Supplied text:
This year I am still alive for new years and I found myself in another country, with another community that I love dearly. Midnight, this year, was much more solemn that last years, however. At 11:45 the mom of one of the families that I’m closest to called her kids together in their grandmother’s house to say a rosary to welcome the New Year. The boys talked back to their mom angrily saying that she could do her prayer if she wanted to but that they wanted to be with their friends for midnight. The daughter knelt down and put her sleeping baby on a bench behind her and the grandmother and uncle prayed along with the mother (who was by this time in tears). She prayed for all of the people in prison (her husband has been there for 4 years…) for all of the people in prison to their own vices, and in thanksgiving for my presence in the community. She asked her children to pray and none of them said anything. fireworks exploded literally at the roof of the house interrupting the silent tension within.
These moments of a mother trying to hold her family together in prayer at the foot of a new and undoubtedly challenging year brought tears to my eyes. Having been so close to her children I was the only one who knew why one of their faces looked like he wanted to kill someone when his uncle who had sexually abused him for his whole childhood gave him a forceful new years hug. The cycles of violence and neglect mixed with those of desperate prayer and desolate hope as this family united in all of its brokenness to usher in the New Year.

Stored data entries
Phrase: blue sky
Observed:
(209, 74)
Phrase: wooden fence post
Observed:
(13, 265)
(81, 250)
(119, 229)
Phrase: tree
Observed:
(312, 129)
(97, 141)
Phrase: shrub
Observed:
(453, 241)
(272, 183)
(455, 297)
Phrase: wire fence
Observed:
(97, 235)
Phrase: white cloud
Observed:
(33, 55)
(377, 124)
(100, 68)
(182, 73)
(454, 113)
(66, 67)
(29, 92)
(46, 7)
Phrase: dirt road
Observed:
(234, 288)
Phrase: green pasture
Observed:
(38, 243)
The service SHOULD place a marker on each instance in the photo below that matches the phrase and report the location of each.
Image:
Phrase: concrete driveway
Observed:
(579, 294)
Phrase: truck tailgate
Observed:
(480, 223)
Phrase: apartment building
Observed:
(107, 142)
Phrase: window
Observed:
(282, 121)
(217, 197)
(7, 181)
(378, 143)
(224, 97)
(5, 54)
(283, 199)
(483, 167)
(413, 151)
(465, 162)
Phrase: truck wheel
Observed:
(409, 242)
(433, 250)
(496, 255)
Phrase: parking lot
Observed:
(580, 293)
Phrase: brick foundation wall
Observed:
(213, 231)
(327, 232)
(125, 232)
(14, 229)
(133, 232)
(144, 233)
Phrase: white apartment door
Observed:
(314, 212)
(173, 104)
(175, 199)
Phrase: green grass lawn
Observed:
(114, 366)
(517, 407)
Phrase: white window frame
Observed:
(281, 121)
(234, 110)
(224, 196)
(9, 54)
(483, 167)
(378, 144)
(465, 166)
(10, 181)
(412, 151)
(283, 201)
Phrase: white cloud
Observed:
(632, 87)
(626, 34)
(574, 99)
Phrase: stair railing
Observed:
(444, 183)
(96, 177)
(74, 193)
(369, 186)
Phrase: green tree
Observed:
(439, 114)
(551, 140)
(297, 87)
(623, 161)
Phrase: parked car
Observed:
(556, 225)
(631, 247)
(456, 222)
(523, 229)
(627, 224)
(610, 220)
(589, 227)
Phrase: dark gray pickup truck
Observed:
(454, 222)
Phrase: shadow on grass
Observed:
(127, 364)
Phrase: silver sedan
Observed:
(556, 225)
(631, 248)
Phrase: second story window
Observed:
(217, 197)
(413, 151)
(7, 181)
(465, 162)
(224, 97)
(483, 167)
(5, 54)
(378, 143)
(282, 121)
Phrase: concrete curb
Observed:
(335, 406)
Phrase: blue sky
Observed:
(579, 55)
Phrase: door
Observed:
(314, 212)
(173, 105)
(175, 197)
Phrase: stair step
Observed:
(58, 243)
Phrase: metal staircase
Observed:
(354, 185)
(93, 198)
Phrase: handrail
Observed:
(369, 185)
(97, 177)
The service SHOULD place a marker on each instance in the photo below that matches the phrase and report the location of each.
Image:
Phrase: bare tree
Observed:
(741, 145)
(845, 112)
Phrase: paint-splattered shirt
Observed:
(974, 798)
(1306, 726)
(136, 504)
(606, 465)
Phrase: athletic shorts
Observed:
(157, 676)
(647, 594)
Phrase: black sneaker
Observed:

Task item A:
In the New Year's Eve account, at what time did the mother call her kids together to say a rosary?
Task item B:
List everything the mother prayed for in the New Year's Eve account.
Task item C:
Pull out everything from "These moments of" down to "in the New Year." in the New Year's Eve account.

Your solution A:
At 11:45.

Your solution B:
- All of the people in prison
- All of the people in prison to their own vices
- In thanksgiving for the writer's presence in the community

Your solution C:
These moments of a mother trying to hold her family together in prayer at the foot of a new and undoubtedly challenging year brought tears to my eyes. Having been so close to her children I was the only one who knew why one of their faces looked like he wanted to kill someone when his uncle who had sexually abused him for his whole childhood gave him a forceful new years hug. The cycles of violence and neglect mixed with those of desperate prayer and desolate hope as this family united in all of its brokenness to usher in the New Year.